READING PASSAGE:
+---+
Doctors underestimate patients’ weight loss attempts: study
Doctors think people with obesity are much less interested in losing weight than they actually are, an Australian-led study has found.
According research presented at the European Congress on Obesity on Monday, 71 per cent of health professionals believe people with obesity do not want to lose weight, although only 7 per cent of people with obesity said they felt this way.
Doctors underestimate the attempts people with obesity have made to lose weight, a new study has found.Credit:Shutterstock
Health professionals also underestimated how many people with obesity had attempted to lose weight in the past. Eighty-one per cent of people with obesity reported having made a serious weight loss effort, but those treating them estimated only 35 per cent had done so.
Researchers surveyed over 14,500 people with obesity and 2500 doctors from 11 countries, including Australia.
Roughly half (51 per cent) of people with obesity had discussed their weight with their doctor, but it took an average of six years for that conversation to occur. Sixty-eight per cent of people with obesity said they wanted their doctor to start conversations around weight management.
Professor Ian Caterson, director of the University of Sydney's Boden Institute and lead author of the study, said the results indicate there is an opportunity for doctors to "initiate earlier, effective weight loss conversations with minimal fear of offence".
Sixty-eight per cent of people with obesity said they wanted their doctor to start conversations around weight management.
"We hope that these findings can help remove the barriers between people living with obesity and their health care providers and drive more positive engagement in the treatment of obesity."
+---+
DATA SECTION:
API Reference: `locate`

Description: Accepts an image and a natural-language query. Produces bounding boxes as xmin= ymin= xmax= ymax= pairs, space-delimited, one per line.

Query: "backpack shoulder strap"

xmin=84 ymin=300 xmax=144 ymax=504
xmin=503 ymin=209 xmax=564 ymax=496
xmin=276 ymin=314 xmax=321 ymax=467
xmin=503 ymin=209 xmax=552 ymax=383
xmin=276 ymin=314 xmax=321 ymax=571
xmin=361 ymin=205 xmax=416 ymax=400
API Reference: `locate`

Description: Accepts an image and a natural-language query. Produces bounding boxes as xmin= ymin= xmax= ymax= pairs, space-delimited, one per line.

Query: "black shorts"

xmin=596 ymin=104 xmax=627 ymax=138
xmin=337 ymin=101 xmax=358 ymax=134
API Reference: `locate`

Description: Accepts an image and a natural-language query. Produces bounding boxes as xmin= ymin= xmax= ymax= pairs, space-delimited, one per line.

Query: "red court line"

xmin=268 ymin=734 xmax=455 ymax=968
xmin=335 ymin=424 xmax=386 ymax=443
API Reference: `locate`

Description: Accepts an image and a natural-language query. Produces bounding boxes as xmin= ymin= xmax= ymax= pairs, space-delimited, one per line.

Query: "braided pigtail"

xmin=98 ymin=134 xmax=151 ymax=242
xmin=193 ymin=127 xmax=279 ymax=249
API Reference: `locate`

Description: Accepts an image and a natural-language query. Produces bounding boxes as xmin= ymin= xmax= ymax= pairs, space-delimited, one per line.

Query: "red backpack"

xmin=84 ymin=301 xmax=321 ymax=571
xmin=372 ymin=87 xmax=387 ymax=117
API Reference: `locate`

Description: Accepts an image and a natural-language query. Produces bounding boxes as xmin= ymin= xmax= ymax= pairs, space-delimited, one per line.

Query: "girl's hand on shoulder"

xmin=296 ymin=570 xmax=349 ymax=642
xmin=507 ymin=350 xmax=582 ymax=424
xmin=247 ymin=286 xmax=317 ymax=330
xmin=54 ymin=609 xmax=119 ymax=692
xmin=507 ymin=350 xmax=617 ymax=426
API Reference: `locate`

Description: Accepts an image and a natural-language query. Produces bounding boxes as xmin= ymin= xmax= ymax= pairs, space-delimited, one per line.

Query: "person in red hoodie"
+---+
WHAT THE TASK ASKS: Copy out the full article above on doctors underestimating the weight loss attempts of people with obesity, word for word.

EXERCISE ANSWER:
Doctors underestimate patients’ weight loss attempts: study
Doctors think people with obesity are much less interested in losing weight than they actually are, an Australian-led study has found.
According research presented at the European Congress on Obesity on Monday, 71 per cent of health professionals believe people with obesity do not want to lose weight, although only 7 per cent of people with obesity said they felt this way.
Doctors underestimate the attempts people with obesity have made to lose weight, a new study has found.Credit:Shutterstock
Health professionals also underestimated how many people with obesity had attempted to lose weight in the past. Eighty-one per cent of people with obesity reported having made a serious weight loss effort, but those treating them estimated only 35 per cent had done so.
Researchers surveyed over 14,500 people with obesity and 2500 doctors from 11 countries, including Australia.
Roughly half (51 per cent) of people with obesity had discussed their weight with their doctor, but it took an average of six years for that conversation to occur. Sixty-eight per cent of people with obesity said they wanted their doctor to start conversations around weight management.
Professor Ian Caterson, director of the University of Sydney's Boden Institute and lead author of the study, said the results indicate there is an opportunity for doctors to "initiate earlier, effective weight loss conversations with minimal fear of offence".
Sixty-eight per cent of people with obesity said they wanted their doctor to start conversations around weight management.
"We hope that these findings can help remove the barriers between people living with obesity and their health care providers and drive more positive engagement in the treatment of obesity."